**What you should do**
Across all the records below, how many lines contain "person"? Respond with only the number.

**Input**
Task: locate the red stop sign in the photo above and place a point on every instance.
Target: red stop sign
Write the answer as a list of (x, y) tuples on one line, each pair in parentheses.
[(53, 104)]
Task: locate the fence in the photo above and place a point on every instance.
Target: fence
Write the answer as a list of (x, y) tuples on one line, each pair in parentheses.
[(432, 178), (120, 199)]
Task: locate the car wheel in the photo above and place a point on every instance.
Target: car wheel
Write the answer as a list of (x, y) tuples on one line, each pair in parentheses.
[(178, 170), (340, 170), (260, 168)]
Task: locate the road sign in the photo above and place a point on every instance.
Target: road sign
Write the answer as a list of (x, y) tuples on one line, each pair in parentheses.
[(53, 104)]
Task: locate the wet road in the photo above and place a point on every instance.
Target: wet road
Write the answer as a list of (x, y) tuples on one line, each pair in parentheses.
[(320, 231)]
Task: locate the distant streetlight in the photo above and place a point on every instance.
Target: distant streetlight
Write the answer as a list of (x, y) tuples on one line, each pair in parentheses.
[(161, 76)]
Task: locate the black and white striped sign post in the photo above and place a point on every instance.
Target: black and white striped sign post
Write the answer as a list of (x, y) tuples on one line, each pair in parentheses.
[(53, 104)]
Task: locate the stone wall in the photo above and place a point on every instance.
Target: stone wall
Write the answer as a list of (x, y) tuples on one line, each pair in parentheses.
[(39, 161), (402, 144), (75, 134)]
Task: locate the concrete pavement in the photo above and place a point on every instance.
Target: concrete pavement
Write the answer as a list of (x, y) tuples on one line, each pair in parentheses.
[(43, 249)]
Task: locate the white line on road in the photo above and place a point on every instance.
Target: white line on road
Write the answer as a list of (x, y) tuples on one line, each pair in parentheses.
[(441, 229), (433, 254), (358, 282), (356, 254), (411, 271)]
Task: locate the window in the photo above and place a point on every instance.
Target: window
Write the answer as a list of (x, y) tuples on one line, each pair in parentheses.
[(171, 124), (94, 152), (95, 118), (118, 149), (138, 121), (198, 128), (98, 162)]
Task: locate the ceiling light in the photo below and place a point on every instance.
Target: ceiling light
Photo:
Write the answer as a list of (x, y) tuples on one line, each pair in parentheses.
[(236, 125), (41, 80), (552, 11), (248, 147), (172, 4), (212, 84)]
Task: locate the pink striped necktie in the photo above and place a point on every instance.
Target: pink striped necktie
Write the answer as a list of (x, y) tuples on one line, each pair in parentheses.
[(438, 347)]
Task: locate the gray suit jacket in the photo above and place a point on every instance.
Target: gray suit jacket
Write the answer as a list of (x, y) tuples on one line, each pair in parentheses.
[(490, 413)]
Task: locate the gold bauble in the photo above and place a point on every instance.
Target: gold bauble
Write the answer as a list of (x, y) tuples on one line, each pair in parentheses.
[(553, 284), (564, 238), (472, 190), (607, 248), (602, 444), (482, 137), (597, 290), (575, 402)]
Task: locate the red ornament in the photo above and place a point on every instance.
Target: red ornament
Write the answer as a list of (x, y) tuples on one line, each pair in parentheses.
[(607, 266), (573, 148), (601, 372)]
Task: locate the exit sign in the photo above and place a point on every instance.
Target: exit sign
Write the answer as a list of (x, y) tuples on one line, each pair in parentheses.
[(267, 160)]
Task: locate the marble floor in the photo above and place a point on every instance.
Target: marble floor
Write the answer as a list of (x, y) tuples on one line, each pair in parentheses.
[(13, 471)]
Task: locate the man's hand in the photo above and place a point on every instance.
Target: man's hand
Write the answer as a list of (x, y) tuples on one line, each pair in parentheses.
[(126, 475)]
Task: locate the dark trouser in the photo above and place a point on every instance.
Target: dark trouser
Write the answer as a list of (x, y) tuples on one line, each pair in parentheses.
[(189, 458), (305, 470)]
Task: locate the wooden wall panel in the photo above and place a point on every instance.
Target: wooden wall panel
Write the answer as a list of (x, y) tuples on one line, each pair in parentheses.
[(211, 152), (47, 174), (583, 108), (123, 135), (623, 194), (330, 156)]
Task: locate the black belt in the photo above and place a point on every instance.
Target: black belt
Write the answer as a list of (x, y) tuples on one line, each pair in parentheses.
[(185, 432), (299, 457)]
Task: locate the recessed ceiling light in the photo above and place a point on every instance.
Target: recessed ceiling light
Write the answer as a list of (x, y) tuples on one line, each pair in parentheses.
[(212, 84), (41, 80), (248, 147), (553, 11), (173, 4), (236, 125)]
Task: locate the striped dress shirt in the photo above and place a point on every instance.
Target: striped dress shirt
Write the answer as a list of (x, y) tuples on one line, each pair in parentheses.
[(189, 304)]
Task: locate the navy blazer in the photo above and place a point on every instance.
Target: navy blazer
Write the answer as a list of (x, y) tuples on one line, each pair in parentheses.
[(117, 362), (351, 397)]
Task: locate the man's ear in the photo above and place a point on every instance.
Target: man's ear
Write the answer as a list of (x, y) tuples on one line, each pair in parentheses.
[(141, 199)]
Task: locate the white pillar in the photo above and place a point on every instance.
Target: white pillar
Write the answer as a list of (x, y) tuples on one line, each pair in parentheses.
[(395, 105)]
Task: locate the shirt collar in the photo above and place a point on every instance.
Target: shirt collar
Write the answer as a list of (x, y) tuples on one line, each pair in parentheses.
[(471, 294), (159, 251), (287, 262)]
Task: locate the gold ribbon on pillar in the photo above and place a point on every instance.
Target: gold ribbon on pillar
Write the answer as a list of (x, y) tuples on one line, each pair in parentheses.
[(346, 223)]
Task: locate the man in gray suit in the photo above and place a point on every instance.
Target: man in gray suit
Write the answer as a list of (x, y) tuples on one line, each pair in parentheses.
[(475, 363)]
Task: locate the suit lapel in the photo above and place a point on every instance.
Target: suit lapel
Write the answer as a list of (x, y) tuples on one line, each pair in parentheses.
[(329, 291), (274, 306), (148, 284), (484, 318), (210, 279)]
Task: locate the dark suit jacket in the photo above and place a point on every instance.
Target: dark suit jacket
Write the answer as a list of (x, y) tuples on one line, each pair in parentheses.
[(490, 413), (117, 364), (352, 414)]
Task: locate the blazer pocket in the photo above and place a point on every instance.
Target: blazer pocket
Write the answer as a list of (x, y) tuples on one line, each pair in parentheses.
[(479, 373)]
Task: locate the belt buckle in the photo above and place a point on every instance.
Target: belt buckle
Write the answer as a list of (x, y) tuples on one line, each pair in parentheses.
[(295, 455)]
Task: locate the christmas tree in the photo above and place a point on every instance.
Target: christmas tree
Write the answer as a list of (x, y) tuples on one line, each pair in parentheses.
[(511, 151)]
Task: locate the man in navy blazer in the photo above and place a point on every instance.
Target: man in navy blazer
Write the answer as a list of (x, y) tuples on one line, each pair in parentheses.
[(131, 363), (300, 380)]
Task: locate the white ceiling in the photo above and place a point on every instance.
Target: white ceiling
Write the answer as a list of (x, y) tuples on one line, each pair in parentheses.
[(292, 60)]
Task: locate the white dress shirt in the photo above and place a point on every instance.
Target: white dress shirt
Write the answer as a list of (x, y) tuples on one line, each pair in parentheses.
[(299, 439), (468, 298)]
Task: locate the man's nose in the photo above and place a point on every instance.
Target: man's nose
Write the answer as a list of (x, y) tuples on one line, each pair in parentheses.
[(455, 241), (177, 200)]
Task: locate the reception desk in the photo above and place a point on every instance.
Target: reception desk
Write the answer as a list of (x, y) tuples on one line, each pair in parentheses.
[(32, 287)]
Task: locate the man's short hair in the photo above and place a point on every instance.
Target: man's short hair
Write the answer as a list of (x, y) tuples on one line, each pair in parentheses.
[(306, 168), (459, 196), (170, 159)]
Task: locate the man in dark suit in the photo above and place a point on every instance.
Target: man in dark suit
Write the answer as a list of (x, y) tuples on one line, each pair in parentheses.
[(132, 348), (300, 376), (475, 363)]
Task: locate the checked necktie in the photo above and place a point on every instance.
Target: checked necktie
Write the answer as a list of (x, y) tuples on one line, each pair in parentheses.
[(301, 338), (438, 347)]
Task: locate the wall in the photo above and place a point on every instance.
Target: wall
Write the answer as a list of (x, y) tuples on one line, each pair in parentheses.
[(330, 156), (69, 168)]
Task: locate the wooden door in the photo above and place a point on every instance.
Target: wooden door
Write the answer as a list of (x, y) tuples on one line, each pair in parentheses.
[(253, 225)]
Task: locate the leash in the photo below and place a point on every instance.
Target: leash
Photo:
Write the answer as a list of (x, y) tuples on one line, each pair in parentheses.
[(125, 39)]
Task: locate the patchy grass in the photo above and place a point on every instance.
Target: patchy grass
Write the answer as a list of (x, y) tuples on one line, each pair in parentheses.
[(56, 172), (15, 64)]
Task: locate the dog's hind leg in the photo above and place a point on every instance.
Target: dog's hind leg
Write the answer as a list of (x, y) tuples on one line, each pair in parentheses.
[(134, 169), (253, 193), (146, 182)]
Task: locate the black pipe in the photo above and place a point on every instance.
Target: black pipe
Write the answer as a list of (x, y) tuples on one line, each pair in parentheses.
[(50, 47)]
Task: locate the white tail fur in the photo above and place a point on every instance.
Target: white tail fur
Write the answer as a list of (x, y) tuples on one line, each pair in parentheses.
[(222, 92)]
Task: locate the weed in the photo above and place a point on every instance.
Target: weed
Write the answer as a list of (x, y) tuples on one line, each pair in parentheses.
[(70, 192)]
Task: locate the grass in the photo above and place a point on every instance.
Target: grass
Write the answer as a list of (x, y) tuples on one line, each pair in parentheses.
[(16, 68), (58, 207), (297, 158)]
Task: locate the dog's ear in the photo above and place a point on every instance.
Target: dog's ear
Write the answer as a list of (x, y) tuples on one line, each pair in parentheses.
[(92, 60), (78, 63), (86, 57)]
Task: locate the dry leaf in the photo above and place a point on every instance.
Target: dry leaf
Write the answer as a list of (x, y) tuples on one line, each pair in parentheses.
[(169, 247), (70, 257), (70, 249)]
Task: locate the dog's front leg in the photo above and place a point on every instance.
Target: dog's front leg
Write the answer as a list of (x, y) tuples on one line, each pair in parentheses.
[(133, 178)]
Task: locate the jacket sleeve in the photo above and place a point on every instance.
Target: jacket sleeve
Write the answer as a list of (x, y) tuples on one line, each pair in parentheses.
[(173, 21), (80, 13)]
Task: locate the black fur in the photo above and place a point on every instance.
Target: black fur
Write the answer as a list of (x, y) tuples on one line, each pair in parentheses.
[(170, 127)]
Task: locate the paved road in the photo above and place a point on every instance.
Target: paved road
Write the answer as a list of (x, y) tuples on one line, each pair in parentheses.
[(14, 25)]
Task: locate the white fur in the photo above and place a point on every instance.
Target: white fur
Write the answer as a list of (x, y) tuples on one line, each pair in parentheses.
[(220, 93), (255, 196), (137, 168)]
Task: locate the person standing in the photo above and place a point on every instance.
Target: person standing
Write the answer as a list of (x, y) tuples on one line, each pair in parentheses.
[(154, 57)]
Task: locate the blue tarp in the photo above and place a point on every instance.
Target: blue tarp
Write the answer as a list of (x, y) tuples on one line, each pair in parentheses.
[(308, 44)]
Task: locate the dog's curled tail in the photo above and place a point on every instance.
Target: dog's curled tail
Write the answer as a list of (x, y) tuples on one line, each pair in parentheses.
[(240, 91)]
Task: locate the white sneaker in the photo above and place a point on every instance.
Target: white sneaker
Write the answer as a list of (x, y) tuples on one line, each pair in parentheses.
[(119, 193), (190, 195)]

**Answer to the problem**
2